EXCERPT TO READ
Jon Fosse, A Shining (2023). This Norwegian author won the Nobel Prize for Literature in 2023. Surprisingly, he is a devout Catholic convert. His best-known novel, Septology, has 800 pages and one full stop. Mercifully, the sentences in this novella are only a page or so long. It’s a moving meditation on guardian angels and the presence of God.
Marilynne Robinson, Gilead (2004). This is a masterpiece woven from threads of American history, a deep understanding of human nature, an exceptional grasp of the fatherhood of God, and musical prose. An elderly Congregational minister is dying in the small town of Gilead, Iowa, in the 1950s and writes his life story for his seven-year-old son.
Kazuo Ishiguro, Never Let Me Go (2005). Like all of this Nobel Prize winner’s work, this sci-fi novel is a tender and humane reflection on connection and loneliness. It relates the lives of clones in an English boarding school whose fate is to be harvested for their organs.
Dean Koontz, Innocence (2013). Koontz, a Catholic convert, is one the world’s best-selling novelists. His books deal with a strange blend of horror, fantasy, science fiction, mystery, and satire. This story is about a boy whose face provokes extreme violence in anyone who sees it.
Cixin Liu, The Three-Body Problem (2008). This is the best-ever Chinese sci fi novel. An alien civilisation on a dying planet which revolves around three suns is trying to invade Earth. But efforts to confront the enemy are almost thwarted by fifth-columnists.
Cormac McCarthy, The Road (2006). He has a reputation for novels full of sadistic violence, but McCarthy is a serious writer who grapples with the problem of evil. The Road is a post-apocalyptic story about a father’s love for his son. The prose is magnificent.
Michael D. O’Brien, The Lighthouse (2020). Popular Canadian Catholic novelist, iconographer, and artist Michael D O’Brien is one of the greatest spiritual storytellers of modern times. In this short novel an unbelieving lighthouse keeper faces storms both natural and supernatural.
Michael D. O’Brien, Elijah in Jerusalem (2015). Father Elijah, a Carmelite monk, is called to confront a powerful politician who could be the Antichrist foretold in the Bible.

SUPPLIED ENTRIES

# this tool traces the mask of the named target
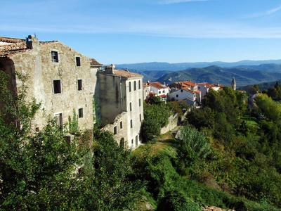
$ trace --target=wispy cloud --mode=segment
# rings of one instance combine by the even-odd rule
[[[164,0],[159,1],[159,4],[177,4],[177,3],[183,3],[183,2],[190,2],[190,1],[207,1],[210,0]]]
[[[270,15],[280,10],[281,10],[281,5],[263,13],[256,13],[247,15],[245,15],[245,18],[259,18],[259,17]]]

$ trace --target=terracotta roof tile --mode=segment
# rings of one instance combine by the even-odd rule
[[[194,94],[194,91],[192,91],[191,89],[189,89],[188,87],[183,87],[183,88],[182,88],[182,89],[185,90],[186,91],[189,91],[190,93]]]
[[[27,51],[25,39],[0,37],[0,57]]]
[[[130,72],[126,71],[126,70],[115,70],[114,74],[120,75],[120,76],[124,77],[143,77],[143,75],[138,75],[138,74],[133,73],[133,72]]]
[[[91,66],[103,66],[103,64],[99,63],[96,59],[91,58]]]
[[[161,84],[160,82],[151,82],[150,86],[155,87],[156,89],[158,89],[169,88],[167,86],[164,85],[164,84]]]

PROBLEM TO SOLVE
Reproduce the entire list of novel recommendations above, word for word.

REPLY
Jon Fosse, A Shining (2023). This Norwegian author won the Nobel Prize for Literature in 2023. Surprisingly, he is a devout Catholic convert. His best-known novel, Septology, has 800 pages and one full stop. Mercifully, the sentences in this novella are only a page or so long. It’s a moving meditation on guardian angels and the presence of God.
Marilynne Robinson, Gilead (2004). This is a masterpiece woven from threads of American history, a deep understanding of human nature, an exceptional grasp of the fatherhood of God, and musical prose. An elderly Congregational minister is dying in the small town of Gilead, Iowa, in the 1950s and writes his life story for his seven-year-old son.
Kazuo Ishiguro, Never Let Me Go (2005). Like all of this Nobel Prize winner’s work, this sci-fi novel is a tender and humane reflection on connection and loneliness. It relates the lives of clones in an English boarding school whose fate is to be harvested for their organs.
Dean Koontz, Innocence (2013). Koontz, a Catholic convert, is one the world’s best-selling novelists. His books deal with a strange blend of horror, fantasy, science fiction, mystery, and satire. This story is about a boy whose face provokes extreme violence in anyone who sees it.
Cixin Liu, The Three-Body Problem (2008). This is the best-ever Chinese sci fi novel. An alien civilisation on a dying planet which revolves around three suns is trying to invade Earth. But efforts to confront the enemy are almost thwarted by fifth-columnists.
Cormac McCarthy, The Road (2006). He has a reputation for novels full of sadistic violence, but McCarthy is a serious writer who grapples with the problem of evil. The Road is a post-apocalyptic story about a father’s love for his son. The prose is magnificent.
Michael D. O’Brien, The Lighthouse (2020). Popular Canadian Catholic novelist, iconographer, and artist Michael D O’Brien is one of the greatest spiritual storytellers of modern times. In this short novel an unbelieving lighthouse keeper faces storms both natural and supernatural.
Michael D. O’Brien, Elijah in Jerusalem (2015). Father Elijah, a Carmelite monk, is called to confront a powerful politician who could be the Antichrist foretold in the Bible.